Now, Warrior has a very bad knee and arrived here 2 and 1/2 years ago with a pronounced limp. Our vet even hinted at wanting to put him to sleep not too long ago. I thought he was doing well despite his age & old injuries. He gets supplements which reduce inflammation, a proper diet containing no processed feeds, no corn, soy, wheat or sugars, and he has 24/7 turnout on 3 acres. He used to have hoof issues, but between my hoof trimming and his natural lifestyle, his feet improved greatly and almost maintain themselves now. He gets no drugs. We strongly believe in “natural horse care”.

Here is testimony to how effective Warrior’s care has proved to be. The video was several days ago and everyone has calmed down. Bayron, who has DSLD (suspensory ligament disease) is on supplements to treat that. It is not curable.  You will be surprised to see how fast two “crippled” horses can run. Neither even ended up limping after all the running they did. Horse have a wonderful ability to work things out, given enough time and space.


Now that Bayron is losing his winter coat, he appears to be a roan.


Bayron late March

Bayron late March

We received the beautiful portrait of Carson from Susan Monty. It brings him back to life and I am very grateful to her for such a wonderful gift.


"Carson" by Susan Monty

“Carson” by Susan Monty


UPDATE APRIL 9 !  We have received $2030 towards hay, $2000 matched, for a total of $4030. That will buy a semi-load of new bermuda hay (just cut recently) or about 285 bales. Our 23 rescued horses & burros will have hay into late July. THANK YOU to all who donated and shared. We cannot do it alone.

The HAY FUNDS DRIVE IS ON with matching donations!
WE NOW HAVE $2000 pledged in matching funds! So, let’s begin the hay drive & try to bring in $2000 which will be matched, giving us enough for a semi-load. Thank you! Your donation will be doubled! Donations are tax deductible.

UPDATE 4/5  We have $1178 in donations towards the $2000 we need. THANK YOU!

All donations are always greatly appreciated.

Our weather is very warm already, with afternoon temperatures in the 80’s. The horses are shedding and a few already ask to be hosed off while I am filling the water tanks.






What your donations accomplish:

Journey’s End Ranch Animal Sanctuary is housed on Cathy’s 24 acres at no cost to the sanctuary. She also pays the utilities. Therefore, all donations go directly to the animals’ care, with the exception of some office supplies and a very small amount of advertising. Cathy does not get paid for the work she does, caring for the animals alone with very little outside help,  despite serious health challenges. Cathy does much of the vetting and the hoof trimming, too.

$30.00 will feed the numerous wild quail, doves, rabbits and ravens we feed for a month.

$20.00 will feed Rambeau, the Barbados sheep, for a month. It will also buy a new hoof rasp for the horse’s hoof trimming, which Cathy does herself.
$15 will buy a 50# sack of the hay pellets that Knickers and Warrior require, as they are old & missing teeth.

Directions: Set down, word for word, the stretch of the sanctuary update from "UPDATE APRIL 9" through "are tax deductible.".

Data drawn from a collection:
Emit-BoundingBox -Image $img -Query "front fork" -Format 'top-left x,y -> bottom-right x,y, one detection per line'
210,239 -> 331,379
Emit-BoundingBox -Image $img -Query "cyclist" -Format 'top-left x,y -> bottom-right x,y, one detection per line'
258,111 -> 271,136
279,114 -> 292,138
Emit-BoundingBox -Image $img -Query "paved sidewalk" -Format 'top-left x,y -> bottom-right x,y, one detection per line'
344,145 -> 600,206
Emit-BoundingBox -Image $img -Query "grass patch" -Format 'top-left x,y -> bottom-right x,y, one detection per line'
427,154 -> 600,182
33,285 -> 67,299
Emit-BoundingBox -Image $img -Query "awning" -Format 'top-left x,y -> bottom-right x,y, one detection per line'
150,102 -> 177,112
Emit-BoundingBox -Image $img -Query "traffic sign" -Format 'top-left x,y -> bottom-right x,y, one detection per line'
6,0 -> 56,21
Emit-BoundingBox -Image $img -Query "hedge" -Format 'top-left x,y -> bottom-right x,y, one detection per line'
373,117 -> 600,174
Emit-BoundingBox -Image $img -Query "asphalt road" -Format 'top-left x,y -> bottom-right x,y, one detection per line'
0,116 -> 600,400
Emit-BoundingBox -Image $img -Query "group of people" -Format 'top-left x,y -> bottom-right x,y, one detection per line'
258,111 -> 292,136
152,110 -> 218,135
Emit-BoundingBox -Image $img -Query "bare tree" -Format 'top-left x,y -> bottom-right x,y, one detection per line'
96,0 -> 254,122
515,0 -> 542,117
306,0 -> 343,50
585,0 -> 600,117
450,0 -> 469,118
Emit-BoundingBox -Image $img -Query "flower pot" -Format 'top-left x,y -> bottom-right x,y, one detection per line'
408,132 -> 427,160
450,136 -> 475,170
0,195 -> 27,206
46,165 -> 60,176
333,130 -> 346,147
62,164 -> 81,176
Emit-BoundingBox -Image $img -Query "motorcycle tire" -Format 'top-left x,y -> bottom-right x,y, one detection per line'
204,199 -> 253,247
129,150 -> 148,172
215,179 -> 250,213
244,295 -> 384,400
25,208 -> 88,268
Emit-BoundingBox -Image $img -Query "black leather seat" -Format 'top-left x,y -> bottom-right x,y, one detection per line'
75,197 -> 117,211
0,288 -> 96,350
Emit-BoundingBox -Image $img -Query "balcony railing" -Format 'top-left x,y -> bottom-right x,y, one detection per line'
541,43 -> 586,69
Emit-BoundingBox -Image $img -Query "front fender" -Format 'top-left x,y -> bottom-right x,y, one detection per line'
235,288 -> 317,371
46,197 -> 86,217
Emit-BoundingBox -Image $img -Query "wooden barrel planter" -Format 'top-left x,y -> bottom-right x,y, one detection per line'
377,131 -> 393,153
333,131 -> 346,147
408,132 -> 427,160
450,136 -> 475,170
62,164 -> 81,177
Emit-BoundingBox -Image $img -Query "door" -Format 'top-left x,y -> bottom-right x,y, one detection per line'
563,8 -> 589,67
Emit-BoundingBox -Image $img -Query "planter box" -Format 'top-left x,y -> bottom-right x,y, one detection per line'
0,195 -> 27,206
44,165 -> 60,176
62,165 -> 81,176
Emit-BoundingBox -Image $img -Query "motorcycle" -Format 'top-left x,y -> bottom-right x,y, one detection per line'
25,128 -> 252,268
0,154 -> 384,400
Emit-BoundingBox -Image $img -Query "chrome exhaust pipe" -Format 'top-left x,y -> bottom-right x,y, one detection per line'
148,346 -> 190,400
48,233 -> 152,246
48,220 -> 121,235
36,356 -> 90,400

Solution to this exercise:
UPDATE APRIL 9 !  We have received $2030 towards hay, $2000 matched, for a total of $4030. That will buy a semi-load of new bermuda hay (just cut recently) or about 285 bales. Our 23 rescued horses & burros will have hay into late July. THANK YOU to all who donated and shared. We cannot do it alone.

The HAY FUNDS DRIVE IS ON with matching donations!
WE NOW HAVE $2000 pledged in matching funds! So, let’s begin the hay drive & try to bring in $2000 which will be matched, giving us enough for a semi-load. Thank you! Your donation will be doubled! Donations are tax deductible.